The problem -
Lay out all of the records below as a Markdown table with the columns "Row" and "Entry," giving each non-blank line its own numbered row. Leave out blank lines and pictures.

+++++

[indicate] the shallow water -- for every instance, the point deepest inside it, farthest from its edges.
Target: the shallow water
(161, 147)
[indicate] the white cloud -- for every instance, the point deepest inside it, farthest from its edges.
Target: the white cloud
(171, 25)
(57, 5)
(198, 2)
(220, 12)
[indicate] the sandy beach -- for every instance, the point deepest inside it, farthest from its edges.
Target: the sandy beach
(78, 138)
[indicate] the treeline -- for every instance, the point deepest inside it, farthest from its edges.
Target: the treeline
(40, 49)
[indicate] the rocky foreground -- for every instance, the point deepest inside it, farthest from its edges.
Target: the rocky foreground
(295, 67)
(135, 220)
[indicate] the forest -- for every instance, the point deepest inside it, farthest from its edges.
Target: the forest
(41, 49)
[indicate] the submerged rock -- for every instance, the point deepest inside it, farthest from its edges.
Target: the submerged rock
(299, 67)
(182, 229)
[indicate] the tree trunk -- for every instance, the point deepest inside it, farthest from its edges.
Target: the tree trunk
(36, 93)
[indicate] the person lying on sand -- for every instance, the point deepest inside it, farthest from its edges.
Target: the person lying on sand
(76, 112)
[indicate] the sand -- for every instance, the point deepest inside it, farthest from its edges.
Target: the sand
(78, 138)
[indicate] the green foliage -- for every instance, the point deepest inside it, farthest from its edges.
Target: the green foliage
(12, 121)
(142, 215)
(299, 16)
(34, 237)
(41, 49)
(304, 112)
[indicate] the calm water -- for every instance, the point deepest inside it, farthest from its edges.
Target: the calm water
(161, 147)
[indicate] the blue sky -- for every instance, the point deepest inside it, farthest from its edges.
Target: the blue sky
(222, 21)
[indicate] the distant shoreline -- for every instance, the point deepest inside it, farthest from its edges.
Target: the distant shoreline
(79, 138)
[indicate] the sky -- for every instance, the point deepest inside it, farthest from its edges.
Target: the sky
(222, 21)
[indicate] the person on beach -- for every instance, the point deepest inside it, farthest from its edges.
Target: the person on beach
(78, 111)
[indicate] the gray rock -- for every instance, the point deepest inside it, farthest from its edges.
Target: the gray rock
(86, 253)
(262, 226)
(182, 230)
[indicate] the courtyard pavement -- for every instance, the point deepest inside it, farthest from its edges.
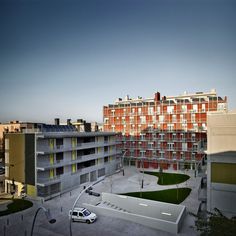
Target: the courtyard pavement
(20, 223)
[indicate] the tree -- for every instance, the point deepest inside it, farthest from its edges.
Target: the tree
(215, 224)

+++++

The response -
| Row | Entry |
|---|---|
| 1 | [indicate] the shallow water -- for every instance, the point deepest inside it, farthest from its edges. |
| 2 | Target: the shallow water |
| 3 | (161, 147) |
| 4 | [indicate] the white cloud -- for every instance, the point deepest inside it, farthest from its edges. |
| 5 | Target: the white cloud |
| 6 | (171, 25) |
| 7 | (57, 5) |
| 8 | (198, 2) |
| 9 | (220, 12) |
| 10 | [indicate] the sandy beach -- for every instance, the point deepest inside it, farthest from its edges. |
| 11 | Target: the sandy beach |
| 12 | (78, 138) |
| 13 | [indicate] the treeline -- for every instance, the point deepest inside it, farthest from its edges. |
| 14 | Target: the treeline |
| 15 | (40, 49) |
| 16 | [indicate] the rocky foreground -- for every instance, the point deepest inside it, farthest from its edges. |
| 17 | Target: the rocky foreground |
| 18 | (295, 67) |
| 19 | (135, 220) |
| 20 | [indicate] the forest -- for every instance, the point deepest inside it, farthest from its edges. |
| 21 | Target: the forest |
| 22 | (41, 49) |
| 23 | [indicate] the submerged rock -- for every instance, the point deepest inside it, farthest from its edges. |
| 24 | Target: the submerged rock |
| 25 | (299, 67) |
| 26 | (182, 229) |
| 27 | [indicate] the tree trunk -- for every instance, the point deepest inside it, farthest from its edges. |
| 28 | Target: the tree trunk |
| 29 | (36, 93) |
| 30 | [indicate] the person lying on sand -- for every instance, the point deepest inside it, farthest from its edges. |
| 31 | Target: the person lying on sand |
| 32 | (76, 112) |
| 33 | [indicate] the sand -- for every instance, the point deepest inside it, farthest from its edges. |
| 34 | Target: the sand |
| 35 | (78, 138) |
| 36 | [indicate] the green foliage -- for every instance, the point deepest inside it, farthest from its edges. |
| 37 | Target: the green foliage |
| 38 | (12, 121) |
| 39 | (142, 215) |
| 40 | (299, 16) |
| 41 | (34, 237) |
| 42 | (41, 49) |
| 43 | (304, 112) |
| 44 | [indicate] the calm water -- for every instance, the point deepest inside it, farthest from its edges. |
| 45 | Target: the calm water |
| 46 | (161, 147) |
| 47 | [indicate] the blue sky -- for every instance, the point deepest inside it, farthest from its edges. |
| 48 | Target: the blue sky |
| 49 | (222, 21) |
| 50 | [indicate] the distant shoreline -- for every instance, the point deepest inside it, farthest from its edges. |
| 51 | Target: the distant shoreline |
| 52 | (79, 138) |
| 53 | [indicate] the sky -- for every instance, the point deepest inside it, farthest from its edges. |
| 54 | Target: the sky |
| 55 | (222, 21) |
| 56 | [indicate] the person on beach -- for every instance, the point deepest inside it, farthest from its edges. |
| 57 | Target: the person on beach |
| 58 | (78, 111) |
| 59 | [indicate] the gray rock -- for every instance, the point deepest inside it, farthest from its edges. |
| 60 | Target: the gray rock |
| 61 | (86, 253) |
| 62 | (262, 226) |
| 63 | (182, 230) |
| 64 | [indicate] the courtyard pavement -- for every instance, the point deepest inside it, farthest from its edges. |
| 65 | Target: the courtyard pavement |
| 66 | (20, 223) |
| 67 | [indicate] the tree -- for every instance, the point deepest inside it, farthest from its edges. |
| 68 | Target: the tree |
| 69 | (215, 224) |